* **Work to be completed**: Taking the line that contains "# Target: plumed helmet" as the first, copy each line exactly up to and including the last line below.

* **Study material**:
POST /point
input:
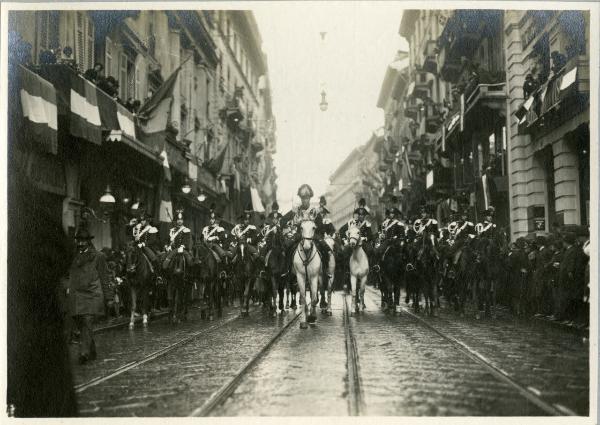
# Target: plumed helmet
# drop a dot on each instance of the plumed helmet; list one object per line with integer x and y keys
{"x": 305, "y": 191}
{"x": 83, "y": 234}
{"x": 362, "y": 207}
{"x": 178, "y": 214}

* **Response to the task**:
# Target: plumed helmet
# drop a dot on each instance of the plumed helmet; list one object per line with integer x and y keys
{"x": 305, "y": 191}
{"x": 83, "y": 234}
{"x": 362, "y": 207}
{"x": 178, "y": 214}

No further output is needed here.